[BEGIN EXERCISE MATERIALS]
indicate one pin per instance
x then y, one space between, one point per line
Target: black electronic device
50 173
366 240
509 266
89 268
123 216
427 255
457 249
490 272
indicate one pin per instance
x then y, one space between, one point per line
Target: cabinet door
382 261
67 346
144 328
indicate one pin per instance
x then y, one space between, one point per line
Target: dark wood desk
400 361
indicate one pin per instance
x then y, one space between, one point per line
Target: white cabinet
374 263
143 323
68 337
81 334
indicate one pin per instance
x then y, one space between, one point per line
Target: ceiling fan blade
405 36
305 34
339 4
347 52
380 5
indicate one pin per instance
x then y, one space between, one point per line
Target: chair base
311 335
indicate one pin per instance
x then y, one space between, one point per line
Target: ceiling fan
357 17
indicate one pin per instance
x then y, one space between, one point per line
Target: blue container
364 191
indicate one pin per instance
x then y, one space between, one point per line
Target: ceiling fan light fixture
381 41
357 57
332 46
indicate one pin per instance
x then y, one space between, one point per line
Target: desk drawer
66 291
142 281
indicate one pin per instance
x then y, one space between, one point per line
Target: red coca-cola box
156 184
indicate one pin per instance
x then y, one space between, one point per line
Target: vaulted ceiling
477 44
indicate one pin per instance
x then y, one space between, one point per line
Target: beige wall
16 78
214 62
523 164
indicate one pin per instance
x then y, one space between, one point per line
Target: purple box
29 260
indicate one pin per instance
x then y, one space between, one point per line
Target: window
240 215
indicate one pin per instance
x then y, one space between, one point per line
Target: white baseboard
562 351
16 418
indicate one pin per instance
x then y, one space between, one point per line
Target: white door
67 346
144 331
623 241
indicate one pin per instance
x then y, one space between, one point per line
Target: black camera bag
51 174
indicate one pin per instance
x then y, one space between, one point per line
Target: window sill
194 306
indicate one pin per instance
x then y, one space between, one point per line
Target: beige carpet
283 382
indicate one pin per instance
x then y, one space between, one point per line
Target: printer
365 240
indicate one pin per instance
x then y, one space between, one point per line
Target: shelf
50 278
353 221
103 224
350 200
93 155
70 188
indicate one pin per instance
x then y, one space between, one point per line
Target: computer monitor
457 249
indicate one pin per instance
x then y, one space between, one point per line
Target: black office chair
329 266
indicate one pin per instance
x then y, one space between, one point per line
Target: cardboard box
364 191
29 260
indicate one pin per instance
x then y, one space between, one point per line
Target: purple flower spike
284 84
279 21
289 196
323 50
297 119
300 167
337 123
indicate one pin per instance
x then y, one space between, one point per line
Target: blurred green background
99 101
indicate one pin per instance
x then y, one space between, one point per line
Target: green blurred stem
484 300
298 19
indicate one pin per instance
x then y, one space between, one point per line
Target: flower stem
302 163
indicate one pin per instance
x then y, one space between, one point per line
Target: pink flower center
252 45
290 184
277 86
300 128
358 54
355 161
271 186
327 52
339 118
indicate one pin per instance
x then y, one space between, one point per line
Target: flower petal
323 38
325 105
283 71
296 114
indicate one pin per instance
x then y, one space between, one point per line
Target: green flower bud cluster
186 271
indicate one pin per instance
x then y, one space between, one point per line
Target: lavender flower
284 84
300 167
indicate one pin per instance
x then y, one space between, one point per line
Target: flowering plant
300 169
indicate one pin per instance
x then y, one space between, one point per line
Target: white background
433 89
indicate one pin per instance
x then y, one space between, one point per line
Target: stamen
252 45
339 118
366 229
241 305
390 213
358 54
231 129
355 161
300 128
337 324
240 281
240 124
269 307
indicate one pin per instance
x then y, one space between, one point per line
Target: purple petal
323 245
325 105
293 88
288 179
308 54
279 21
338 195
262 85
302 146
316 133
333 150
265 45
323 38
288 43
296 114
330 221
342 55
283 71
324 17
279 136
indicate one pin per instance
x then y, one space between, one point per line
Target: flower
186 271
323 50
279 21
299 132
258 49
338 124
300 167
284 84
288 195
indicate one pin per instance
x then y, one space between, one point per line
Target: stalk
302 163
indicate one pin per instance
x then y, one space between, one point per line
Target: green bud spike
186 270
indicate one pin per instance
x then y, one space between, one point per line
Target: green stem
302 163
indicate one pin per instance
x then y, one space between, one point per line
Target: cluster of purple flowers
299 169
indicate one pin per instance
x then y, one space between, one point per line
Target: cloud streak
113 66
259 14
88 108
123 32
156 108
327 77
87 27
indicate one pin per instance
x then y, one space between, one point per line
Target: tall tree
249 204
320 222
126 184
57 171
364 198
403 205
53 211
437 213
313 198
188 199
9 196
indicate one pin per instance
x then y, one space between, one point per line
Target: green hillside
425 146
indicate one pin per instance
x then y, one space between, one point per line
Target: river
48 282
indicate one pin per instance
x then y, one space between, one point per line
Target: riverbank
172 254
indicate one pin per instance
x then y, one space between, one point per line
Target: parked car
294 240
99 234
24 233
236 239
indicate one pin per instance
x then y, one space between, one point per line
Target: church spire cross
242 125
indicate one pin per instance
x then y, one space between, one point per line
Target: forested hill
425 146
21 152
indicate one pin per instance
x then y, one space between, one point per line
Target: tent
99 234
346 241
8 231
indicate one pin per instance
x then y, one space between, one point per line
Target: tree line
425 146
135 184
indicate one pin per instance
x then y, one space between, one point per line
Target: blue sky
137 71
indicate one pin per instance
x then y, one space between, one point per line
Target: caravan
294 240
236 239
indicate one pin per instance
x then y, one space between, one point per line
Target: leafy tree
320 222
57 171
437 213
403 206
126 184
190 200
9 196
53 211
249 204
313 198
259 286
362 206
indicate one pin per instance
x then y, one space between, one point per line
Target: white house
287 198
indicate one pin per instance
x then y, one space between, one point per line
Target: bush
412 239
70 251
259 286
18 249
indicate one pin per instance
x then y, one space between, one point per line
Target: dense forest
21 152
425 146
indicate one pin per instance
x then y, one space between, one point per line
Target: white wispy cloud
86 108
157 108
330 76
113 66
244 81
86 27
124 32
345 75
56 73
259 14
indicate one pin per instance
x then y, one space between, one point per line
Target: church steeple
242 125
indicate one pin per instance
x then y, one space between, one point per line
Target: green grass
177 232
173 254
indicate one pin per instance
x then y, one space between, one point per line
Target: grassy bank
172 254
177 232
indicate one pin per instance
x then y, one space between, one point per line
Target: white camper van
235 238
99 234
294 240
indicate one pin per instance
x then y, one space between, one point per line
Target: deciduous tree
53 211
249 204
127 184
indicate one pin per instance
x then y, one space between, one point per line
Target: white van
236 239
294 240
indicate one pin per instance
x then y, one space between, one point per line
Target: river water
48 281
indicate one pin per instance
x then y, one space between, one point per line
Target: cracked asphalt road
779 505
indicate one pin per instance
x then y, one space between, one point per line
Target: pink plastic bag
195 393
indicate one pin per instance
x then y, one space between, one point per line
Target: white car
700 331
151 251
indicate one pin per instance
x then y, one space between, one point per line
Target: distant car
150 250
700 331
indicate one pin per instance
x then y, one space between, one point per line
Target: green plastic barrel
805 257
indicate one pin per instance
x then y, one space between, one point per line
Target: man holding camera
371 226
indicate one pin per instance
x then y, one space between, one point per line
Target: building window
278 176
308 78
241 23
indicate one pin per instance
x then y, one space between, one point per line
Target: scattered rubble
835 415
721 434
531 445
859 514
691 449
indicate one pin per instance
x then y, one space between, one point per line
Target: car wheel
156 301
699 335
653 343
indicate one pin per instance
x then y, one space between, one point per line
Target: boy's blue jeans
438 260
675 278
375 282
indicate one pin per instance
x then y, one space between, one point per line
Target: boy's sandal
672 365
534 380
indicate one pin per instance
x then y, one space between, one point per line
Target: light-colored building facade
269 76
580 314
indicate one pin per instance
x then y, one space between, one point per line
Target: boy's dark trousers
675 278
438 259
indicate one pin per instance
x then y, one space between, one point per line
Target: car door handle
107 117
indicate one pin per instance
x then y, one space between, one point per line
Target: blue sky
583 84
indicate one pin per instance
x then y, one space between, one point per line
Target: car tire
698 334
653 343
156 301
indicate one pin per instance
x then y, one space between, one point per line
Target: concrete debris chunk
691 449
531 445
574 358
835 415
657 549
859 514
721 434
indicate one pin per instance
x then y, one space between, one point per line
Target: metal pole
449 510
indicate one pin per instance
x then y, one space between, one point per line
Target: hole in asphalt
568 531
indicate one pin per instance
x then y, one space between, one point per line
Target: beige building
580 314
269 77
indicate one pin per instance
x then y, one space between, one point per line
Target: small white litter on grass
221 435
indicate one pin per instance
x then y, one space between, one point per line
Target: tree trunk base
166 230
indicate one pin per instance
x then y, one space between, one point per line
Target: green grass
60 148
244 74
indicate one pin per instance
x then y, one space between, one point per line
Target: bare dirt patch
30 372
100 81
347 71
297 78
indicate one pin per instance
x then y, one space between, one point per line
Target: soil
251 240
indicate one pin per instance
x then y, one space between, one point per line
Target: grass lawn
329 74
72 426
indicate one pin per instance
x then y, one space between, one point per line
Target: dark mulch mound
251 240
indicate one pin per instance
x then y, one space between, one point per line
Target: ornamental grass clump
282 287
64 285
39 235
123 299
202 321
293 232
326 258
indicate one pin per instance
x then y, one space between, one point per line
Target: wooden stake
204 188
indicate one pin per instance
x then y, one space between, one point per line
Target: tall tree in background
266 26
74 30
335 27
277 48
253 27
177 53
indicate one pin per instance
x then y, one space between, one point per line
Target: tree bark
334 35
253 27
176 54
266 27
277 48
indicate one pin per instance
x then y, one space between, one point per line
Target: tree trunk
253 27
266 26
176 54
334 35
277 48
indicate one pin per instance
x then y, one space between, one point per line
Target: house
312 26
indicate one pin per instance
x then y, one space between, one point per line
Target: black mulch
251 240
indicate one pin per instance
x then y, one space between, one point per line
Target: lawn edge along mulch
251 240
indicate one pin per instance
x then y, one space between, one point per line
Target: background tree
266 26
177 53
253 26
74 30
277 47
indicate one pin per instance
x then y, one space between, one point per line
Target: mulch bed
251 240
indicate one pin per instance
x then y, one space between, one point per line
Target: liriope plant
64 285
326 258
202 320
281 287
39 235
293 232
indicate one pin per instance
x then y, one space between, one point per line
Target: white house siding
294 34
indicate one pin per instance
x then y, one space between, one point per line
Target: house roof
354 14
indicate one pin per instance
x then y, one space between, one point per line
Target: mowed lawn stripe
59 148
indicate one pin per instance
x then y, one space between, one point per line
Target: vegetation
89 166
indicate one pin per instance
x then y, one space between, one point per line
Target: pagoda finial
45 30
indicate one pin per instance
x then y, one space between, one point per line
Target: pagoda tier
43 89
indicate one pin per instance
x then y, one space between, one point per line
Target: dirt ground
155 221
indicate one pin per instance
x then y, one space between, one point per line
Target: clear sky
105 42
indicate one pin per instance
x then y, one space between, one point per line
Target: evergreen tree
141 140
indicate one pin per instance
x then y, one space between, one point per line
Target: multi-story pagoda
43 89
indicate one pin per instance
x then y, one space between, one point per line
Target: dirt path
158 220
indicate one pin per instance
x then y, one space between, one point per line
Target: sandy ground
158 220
[END EXERCISE MATERIALS]
**WHAT THE TASK ASKS**
Locate each line in the data above that contains the string "stem", and copy those lines.

**EXERCISE SOLUTION**
Target: green blurred stem
Target: flower stem
Target: green stem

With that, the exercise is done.